╭─ RECORDS SUPPLIED

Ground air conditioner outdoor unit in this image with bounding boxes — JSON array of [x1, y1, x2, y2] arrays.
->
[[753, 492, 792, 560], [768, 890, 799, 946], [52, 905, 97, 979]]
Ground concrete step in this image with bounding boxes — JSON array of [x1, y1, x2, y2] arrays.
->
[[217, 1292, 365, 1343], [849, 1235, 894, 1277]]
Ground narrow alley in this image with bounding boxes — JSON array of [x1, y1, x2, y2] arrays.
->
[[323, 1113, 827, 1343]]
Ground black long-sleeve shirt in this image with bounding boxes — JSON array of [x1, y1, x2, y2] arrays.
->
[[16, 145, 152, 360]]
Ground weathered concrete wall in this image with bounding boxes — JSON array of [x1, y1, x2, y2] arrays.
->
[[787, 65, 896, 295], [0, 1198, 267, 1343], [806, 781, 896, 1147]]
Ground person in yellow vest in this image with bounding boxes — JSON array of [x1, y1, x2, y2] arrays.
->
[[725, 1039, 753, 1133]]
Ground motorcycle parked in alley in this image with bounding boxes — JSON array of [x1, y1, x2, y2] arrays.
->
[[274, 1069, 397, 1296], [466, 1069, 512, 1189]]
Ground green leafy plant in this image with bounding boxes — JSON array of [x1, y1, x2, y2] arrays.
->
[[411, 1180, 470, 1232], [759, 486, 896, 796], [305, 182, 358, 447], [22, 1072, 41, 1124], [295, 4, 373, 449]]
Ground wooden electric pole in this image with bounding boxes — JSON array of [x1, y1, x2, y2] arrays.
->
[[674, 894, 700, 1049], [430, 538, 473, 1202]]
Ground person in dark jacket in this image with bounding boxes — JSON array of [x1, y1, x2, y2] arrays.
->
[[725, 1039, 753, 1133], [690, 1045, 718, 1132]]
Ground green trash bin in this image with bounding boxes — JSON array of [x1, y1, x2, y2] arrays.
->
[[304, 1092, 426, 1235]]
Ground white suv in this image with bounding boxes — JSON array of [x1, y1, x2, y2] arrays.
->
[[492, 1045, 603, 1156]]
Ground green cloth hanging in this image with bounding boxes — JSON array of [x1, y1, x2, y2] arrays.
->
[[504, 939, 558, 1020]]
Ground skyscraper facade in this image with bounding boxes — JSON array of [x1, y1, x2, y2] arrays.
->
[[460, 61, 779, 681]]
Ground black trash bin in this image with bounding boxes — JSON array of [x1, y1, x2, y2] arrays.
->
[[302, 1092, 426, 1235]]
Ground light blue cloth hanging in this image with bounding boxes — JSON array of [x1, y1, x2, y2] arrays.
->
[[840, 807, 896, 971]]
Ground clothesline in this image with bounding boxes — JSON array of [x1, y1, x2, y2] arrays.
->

╰─

* _PROBLEM DETAILS_
Write out the listing again from its first line through the line containing "[[217, 1292, 365, 1343], [849, 1235, 894, 1277]]", inclusive, putting "Locate" wherever "Ground" appears and leaving everything else unchanged.

* _ANSWER TO THIS PROBLEM_
Locate air conditioner outdoor unit in this image with bounding boxes — JSON array of [x1, y1, x2, y2] arrays.
->
[[753, 492, 792, 560], [768, 890, 799, 946], [52, 905, 97, 979]]
Locate concrete step in this image with bounding boxes — JSON array of [x1, y1, x2, y2] arrays.
->
[[217, 1292, 365, 1343], [849, 1235, 894, 1277]]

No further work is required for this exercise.